Long time ago our CTO said something like:
“People uses our website to book their holidays. Many of them took holidays once per year and spend most of their savings on this. We have to serve them well. All of them. We cannot ruin the holidays of a family.”.
When you look at some figure, and you see that “this issue impacts only 0.05% of customers” it’s easy to focus on the “only 0.05%”.
What if you are that 0.05%?
- Which is the degree of confidence you have about the fact that your product is working?
- Are you able to promptly spot issues affecting the users or the business?
- How many times you discover your product has a problem because someone else reports it to you?
- How many users had their day (or holiday, in my case) ruined because no one noticed we had a bug?
These are just some of the questions you could ask yourself, and my personal belief is that you should be able to answer like:
- nearly 100%
- yes
- nearly zero
- zero.
Ok, but… is it possible? How can we achieve it?
Saying that doing your best to avoid introducing bugs while you code is the baseline, I want to focus on what happens later.
No Errors Policy
As a developer, you may end up looking into logs or metrics. And you may end up finding errors. Some of these errors will be “normal errors”. Others will be “real errors”.
Ok, let me explain why, from my perspective, there is something totally wrong with this.
Regardless of the “source” I use for looking for errors (could be logs, metrics, events, some table on DB or whatever you want), here is my personal definition of error.
An error is something that:
- deserves an investigation
- should be either solved or downgraded
- anyway, must soon disappear from my monitoring tools
Solved means that I spot the cause and I apply some change that will solve 100% of the error cases. The typical case is a bug.
For example, let’s pretend I have some edge case where a division by zero happens. For sure, it’s possible to fix the code to properly manage the case (and probably this will end up in improving the customer experience, also).

================

● **Problems**:
A. Summarize the passage on error monitoring in two sentences.
B. Go on with the passage on error monitoring, starting after its final sentence about fixing the division-by-zero case.
The material after this point has no part in what is asked here.

● **Collected material**:
================

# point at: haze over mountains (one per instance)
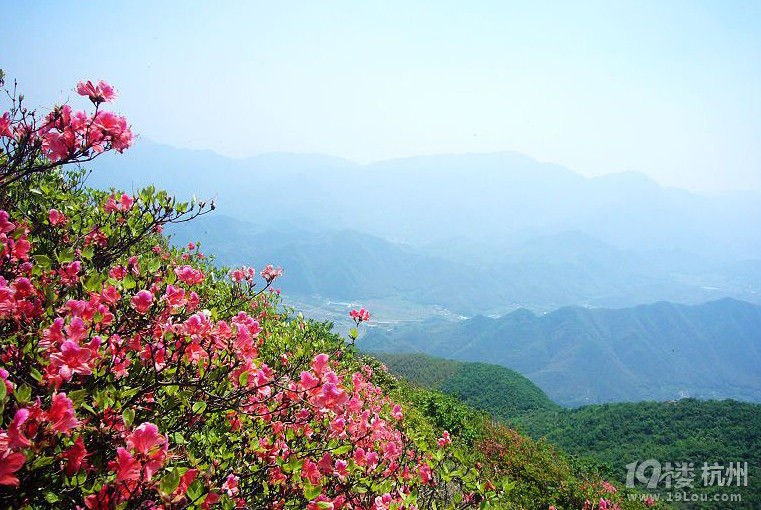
(587, 356)
(476, 233)
(429, 241)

================

● **Answers given**:
A. Recalling a CTO's remark that the company cannot ruin a family's holidays, the author argues that an issue affecting "only 0.05%" of customers still matters and that a developer should be nearly certain the product works and should rarely learn of problems from someone else's report. Under a "No Errors Policy," every error deserves an investigation, should be either solved or downgraded, and must soon disappear from the monitoring tools, where solving means a change that fixes all cases of the error, as with a bug such as a division by zero.

B.
Downgraded means 2 possible things:
- Downgraded to something like a warning/info (or even removed at all). This is when I spot the cause and I understand that actually it’s a valid, expected and managed behavior for the system/product.
E.g. let’s say that every time a customer runs a search on an e-commerce and gets no results, an error is triggered. It’s probably a nonsense error. It’s a valid circumstance, and it’s managed (well it should ) giving back the customer a proper “no results for your search” message. - Downgraded to a metric to keep monitored.
This is when I spot the cause, I understand that this is not a valid and expected behavior, but I am not able to apply a change that covers 100% of the cases. A possible example is a network error. I can tune all the network parameters, maybe play with some automatic retry where applicable, but in the end a network failure could happen. So what I want to monitor is the rate of failures, not the single error that could happen.
What I do not want is “normal errors” (it’s a per se nonsense in the definition…), the once for which you ask someone “what is this?” and the answer is “it’s normal, just ignore it”.
If you start accepting “normal errors”, you will soon be unable to spot “real errors”.
The vast majority of the services I had to deal with, triggers many errors in the form of error logs or metrics reporting some kind of errors (e.g. many HTTP 5xx response codes).
How can you spot real problems?
The whole point around this approach is that, together with the real impact of the “error” for users/business/systems, I also consider the noise that it creates. An error that is not a “real error” could not be a problem for the user, but will become a problem for whoever needs to monitor and troubleshoot the system (the fact that many times that’s could be me is also important 😇).
Moreover, the aim is to be able to catch every single real error.
Potentially, every single error (in my business) means a customer sleeping under a bridge because something went wrong with his hotel reservation.
Formalize who is going to check the monitoring
It’s useless to have good monitoring tools if no one looks at them.
Before implementing automatic alerts, in my opinion, it’s good to spend sometime (days, weeks…depends on how much traffic you have to monitor) monitoring the system manually.
Who should do it?
The most recent approach my team adopted is to have a person on rotation every week that, together with some other small special duties, is in charge of daily checking the monitoring tools. In our case, those are logs and metrics on Grafana.
Due to the “no errors policy” logs are quite easy to monitor for everyone: if you spot an error, it’s something to be investigated.
If you are not able to sort it out by yourself, just raise your hand and someone will jump in to support.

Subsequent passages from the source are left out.